# EXTRACTED MATERIAL
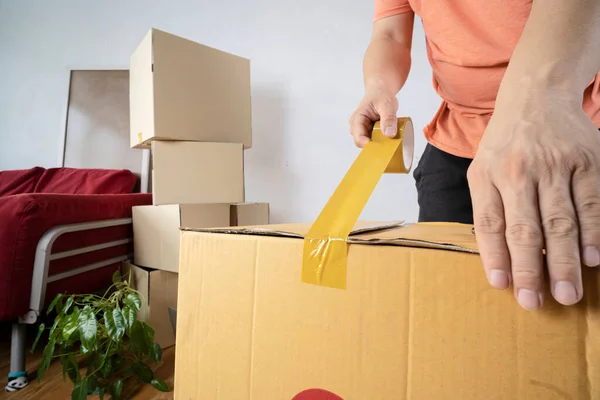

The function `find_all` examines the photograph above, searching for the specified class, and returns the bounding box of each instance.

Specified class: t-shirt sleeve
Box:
[374,0,412,21]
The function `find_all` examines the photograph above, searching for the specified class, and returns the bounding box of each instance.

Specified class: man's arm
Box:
[363,11,414,99]
[468,0,600,310]
[497,0,600,108]
[350,11,414,147]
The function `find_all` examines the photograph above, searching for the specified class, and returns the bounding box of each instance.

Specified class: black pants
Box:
[414,144,473,224]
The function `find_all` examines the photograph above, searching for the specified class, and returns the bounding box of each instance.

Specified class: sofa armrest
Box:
[0,194,152,322]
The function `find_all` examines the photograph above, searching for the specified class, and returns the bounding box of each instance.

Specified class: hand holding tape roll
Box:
[301,118,414,289]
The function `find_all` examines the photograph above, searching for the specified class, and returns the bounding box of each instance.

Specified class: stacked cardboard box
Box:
[125,29,269,348]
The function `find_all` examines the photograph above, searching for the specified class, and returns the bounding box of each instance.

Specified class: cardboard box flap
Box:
[181,221,404,239]
[182,221,478,253]
[348,223,479,253]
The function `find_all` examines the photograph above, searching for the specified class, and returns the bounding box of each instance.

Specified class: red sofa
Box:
[0,167,152,391]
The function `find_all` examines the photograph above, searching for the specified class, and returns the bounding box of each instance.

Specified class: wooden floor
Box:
[0,323,175,400]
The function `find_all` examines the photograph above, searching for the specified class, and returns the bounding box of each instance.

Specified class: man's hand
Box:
[468,92,600,310]
[350,87,398,148]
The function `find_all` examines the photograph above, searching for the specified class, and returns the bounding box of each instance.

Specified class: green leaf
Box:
[113,269,123,283]
[121,306,137,331]
[129,319,149,354]
[131,362,154,383]
[77,306,98,350]
[49,315,62,340]
[100,357,113,378]
[112,354,125,371]
[61,296,75,315]
[123,293,142,311]
[150,378,169,392]
[62,308,79,344]
[110,379,123,400]
[71,377,88,400]
[31,322,46,353]
[60,354,81,383]
[83,294,94,303]
[113,308,125,340]
[46,293,62,314]
[104,308,125,342]
[85,371,100,394]
[150,343,162,363]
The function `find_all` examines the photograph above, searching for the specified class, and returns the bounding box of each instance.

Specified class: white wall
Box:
[0,0,439,222]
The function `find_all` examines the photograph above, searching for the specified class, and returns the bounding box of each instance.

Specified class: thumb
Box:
[377,99,398,138]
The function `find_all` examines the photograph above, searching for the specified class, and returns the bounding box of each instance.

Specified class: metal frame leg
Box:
[5,218,132,392]
[5,323,29,392]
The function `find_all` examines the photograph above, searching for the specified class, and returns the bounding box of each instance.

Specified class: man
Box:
[350,0,600,310]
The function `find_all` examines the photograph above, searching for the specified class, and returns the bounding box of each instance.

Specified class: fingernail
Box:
[490,269,508,289]
[517,289,542,311]
[583,246,600,267]
[383,126,396,137]
[554,281,579,306]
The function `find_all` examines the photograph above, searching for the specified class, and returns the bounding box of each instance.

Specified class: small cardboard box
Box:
[129,29,252,148]
[175,224,600,400]
[133,203,269,272]
[121,261,178,349]
[152,141,245,205]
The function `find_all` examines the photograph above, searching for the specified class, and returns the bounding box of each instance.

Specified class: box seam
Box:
[405,251,416,400]
[248,240,259,400]
[583,296,593,399]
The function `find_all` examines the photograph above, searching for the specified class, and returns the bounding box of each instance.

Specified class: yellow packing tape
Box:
[301,118,414,289]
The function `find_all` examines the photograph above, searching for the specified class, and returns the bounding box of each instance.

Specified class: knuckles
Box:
[542,214,579,238]
[506,220,543,249]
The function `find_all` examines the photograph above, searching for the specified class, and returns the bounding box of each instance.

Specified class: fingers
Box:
[538,175,583,305]
[469,168,512,289]
[572,168,600,267]
[502,180,544,310]
[350,113,373,149]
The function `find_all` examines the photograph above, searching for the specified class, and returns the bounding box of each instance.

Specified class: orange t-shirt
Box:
[375,0,600,158]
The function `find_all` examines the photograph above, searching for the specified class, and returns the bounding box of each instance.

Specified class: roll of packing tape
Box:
[301,118,415,289]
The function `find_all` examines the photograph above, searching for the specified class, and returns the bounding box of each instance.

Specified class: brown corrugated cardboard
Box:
[132,203,269,272]
[152,141,245,205]
[129,29,252,148]
[122,261,178,349]
[175,224,600,400]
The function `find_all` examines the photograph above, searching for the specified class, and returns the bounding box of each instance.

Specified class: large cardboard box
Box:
[152,141,245,205]
[132,203,269,272]
[175,224,600,400]
[129,29,252,148]
[121,261,178,349]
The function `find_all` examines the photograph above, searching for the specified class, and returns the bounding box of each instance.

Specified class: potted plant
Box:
[32,271,168,400]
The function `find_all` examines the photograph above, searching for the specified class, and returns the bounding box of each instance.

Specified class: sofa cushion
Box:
[34,168,137,194]
[0,167,44,197]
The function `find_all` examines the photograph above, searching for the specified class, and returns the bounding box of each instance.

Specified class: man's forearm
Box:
[363,12,414,95]
[363,37,411,94]
[497,0,600,107]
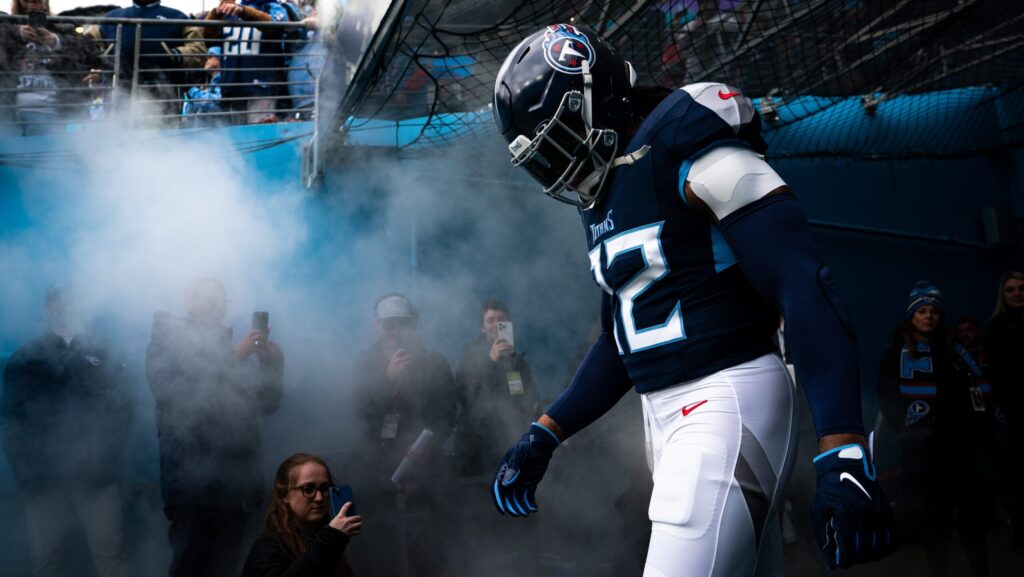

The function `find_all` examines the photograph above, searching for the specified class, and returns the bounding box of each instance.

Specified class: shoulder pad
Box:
[682,82,754,132]
[680,146,785,220]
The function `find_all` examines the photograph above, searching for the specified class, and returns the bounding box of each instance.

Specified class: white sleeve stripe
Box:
[681,146,785,220]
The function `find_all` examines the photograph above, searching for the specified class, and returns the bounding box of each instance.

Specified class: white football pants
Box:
[641,355,798,577]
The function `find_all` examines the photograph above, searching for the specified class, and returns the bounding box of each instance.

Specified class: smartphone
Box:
[329,485,358,519]
[29,10,46,28]
[498,321,515,348]
[253,311,270,334]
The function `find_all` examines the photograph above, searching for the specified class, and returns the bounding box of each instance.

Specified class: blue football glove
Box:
[811,445,896,569]
[490,422,559,517]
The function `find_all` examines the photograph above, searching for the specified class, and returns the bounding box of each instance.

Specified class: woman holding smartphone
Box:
[242,453,362,577]
[0,0,99,136]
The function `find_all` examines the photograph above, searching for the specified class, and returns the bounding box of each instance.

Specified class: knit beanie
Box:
[906,281,945,319]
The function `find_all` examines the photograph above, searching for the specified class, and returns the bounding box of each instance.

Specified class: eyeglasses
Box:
[292,483,331,499]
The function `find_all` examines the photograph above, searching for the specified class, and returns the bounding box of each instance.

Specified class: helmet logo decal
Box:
[544,24,597,74]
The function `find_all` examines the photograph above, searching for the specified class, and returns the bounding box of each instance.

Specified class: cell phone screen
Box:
[253,311,270,334]
[331,485,357,519]
[29,10,46,28]
[498,321,515,346]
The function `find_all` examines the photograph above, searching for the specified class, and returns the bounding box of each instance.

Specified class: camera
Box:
[328,485,357,519]
[29,10,46,28]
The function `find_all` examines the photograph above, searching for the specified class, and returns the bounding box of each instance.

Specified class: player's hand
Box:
[811,445,896,569]
[490,422,559,517]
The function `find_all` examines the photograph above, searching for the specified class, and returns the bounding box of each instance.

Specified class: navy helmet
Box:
[494,24,636,207]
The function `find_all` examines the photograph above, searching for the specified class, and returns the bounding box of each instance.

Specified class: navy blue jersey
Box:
[221,0,289,96]
[582,85,779,393]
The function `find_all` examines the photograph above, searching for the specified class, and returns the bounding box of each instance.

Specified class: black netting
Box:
[335,0,1024,157]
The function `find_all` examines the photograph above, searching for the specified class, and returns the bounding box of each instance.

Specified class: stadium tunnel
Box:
[0,0,1024,577]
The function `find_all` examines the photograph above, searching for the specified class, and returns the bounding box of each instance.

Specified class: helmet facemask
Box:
[509,60,618,209]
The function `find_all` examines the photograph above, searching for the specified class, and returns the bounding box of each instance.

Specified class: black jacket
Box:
[456,336,540,475]
[0,333,131,491]
[145,313,284,506]
[354,341,456,482]
[242,527,352,577]
[985,313,1024,426]
[878,334,998,475]
[0,23,100,120]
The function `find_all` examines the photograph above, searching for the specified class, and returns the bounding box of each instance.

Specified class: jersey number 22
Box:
[590,222,686,353]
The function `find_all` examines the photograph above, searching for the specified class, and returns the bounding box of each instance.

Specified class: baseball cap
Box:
[374,293,420,320]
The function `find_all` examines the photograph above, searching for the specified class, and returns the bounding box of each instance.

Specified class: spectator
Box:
[90,0,206,98]
[145,278,284,577]
[242,453,362,577]
[288,4,319,120]
[205,0,289,124]
[0,287,131,577]
[0,0,98,136]
[879,281,995,577]
[83,0,206,116]
[456,300,540,477]
[984,271,1024,547]
[181,46,223,126]
[353,293,456,576]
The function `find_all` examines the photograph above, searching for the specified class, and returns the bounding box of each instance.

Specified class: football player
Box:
[490,25,894,577]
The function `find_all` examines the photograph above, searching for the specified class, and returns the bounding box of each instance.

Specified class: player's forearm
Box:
[537,414,566,441]
[722,194,864,439]
[538,333,633,440]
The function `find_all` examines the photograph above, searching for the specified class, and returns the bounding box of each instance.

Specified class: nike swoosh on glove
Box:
[811,445,896,569]
[490,422,559,517]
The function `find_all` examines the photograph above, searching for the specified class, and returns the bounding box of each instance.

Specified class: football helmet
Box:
[494,24,636,208]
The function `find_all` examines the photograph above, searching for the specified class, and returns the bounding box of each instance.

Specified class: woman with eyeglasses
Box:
[242,453,362,577]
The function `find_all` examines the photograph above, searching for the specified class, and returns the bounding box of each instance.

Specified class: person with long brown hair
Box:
[879,281,997,577]
[984,271,1024,547]
[242,453,362,577]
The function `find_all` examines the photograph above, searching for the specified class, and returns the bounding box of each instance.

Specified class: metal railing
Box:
[0,15,326,135]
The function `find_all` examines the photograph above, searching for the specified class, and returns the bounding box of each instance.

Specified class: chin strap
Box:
[573,145,650,201]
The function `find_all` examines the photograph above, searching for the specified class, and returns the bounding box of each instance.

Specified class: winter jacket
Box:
[0,333,131,492]
[242,527,352,577]
[145,313,284,507]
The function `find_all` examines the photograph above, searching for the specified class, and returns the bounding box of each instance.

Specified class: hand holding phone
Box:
[329,485,362,537]
[328,485,358,518]
[498,321,515,348]
[29,10,46,28]
[252,311,270,346]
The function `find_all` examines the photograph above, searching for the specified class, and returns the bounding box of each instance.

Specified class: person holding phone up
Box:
[456,300,540,477]
[145,278,285,577]
[242,453,362,577]
[0,0,99,136]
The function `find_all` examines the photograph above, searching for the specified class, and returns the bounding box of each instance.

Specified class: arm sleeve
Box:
[721,193,864,438]
[547,293,633,439]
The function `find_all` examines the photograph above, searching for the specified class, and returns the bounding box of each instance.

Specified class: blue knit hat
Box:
[906,281,945,319]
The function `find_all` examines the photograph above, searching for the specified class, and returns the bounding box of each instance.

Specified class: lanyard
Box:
[953,342,981,377]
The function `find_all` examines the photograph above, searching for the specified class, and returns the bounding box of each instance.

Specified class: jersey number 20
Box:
[590,222,686,353]
[224,26,263,56]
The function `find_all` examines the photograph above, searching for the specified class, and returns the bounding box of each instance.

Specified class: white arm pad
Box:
[686,146,785,220]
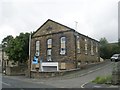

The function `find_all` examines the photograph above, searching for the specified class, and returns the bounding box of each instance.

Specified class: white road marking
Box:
[0,82,11,86]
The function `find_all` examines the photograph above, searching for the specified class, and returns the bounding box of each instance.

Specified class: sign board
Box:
[32,56,38,64]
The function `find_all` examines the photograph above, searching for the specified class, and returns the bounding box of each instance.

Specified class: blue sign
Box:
[32,56,38,64]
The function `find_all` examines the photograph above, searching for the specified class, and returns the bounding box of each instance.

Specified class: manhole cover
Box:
[94,86,101,88]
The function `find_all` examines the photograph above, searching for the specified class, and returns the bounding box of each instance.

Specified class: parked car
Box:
[111,54,120,62]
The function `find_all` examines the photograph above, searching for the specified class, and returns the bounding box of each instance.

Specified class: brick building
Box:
[30,19,100,71]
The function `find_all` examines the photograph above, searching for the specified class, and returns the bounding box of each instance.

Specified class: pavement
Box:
[82,82,120,89]
[1,62,120,88]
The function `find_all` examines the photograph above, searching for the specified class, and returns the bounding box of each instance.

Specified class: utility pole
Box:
[28,32,31,78]
[75,21,78,31]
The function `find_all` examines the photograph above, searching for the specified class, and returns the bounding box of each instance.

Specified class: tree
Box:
[100,38,120,59]
[2,35,13,49]
[3,33,29,63]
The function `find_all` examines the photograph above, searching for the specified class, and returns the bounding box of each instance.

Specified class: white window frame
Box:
[35,40,40,56]
[85,38,88,54]
[91,41,94,55]
[60,37,66,55]
[77,36,80,53]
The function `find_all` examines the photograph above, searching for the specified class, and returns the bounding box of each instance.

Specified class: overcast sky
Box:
[0,0,119,42]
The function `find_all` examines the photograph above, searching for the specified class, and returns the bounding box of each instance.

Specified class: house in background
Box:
[30,19,100,73]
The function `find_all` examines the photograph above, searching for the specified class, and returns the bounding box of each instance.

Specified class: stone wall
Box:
[112,61,120,85]
[5,66,27,75]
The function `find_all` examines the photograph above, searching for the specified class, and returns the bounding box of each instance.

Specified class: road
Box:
[1,62,113,88]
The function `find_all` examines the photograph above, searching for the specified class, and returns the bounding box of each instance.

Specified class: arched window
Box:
[60,37,66,55]
[35,40,40,56]
[77,36,80,53]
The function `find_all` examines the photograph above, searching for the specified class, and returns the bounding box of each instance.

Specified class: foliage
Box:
[92,75,112,84]
[2,33,29,62]
[100,38,120,59]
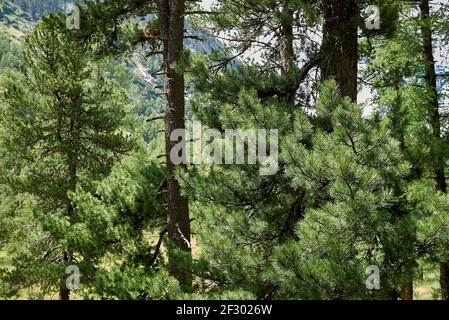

# EXERCISE PROMPT
Reproduce verbatim the rows above, starting at the first row and going on through the line with "[374,0,412,21]", both ends included. Omit the pictures from your output.

# RESPONSE TO THIS EXERCISE
The function `find_all` examines the photograph above, searching for the specified class, and returns the bounding box of each instance.

Specified class: t-shirt sleeve
Box:
[374,0,412,21]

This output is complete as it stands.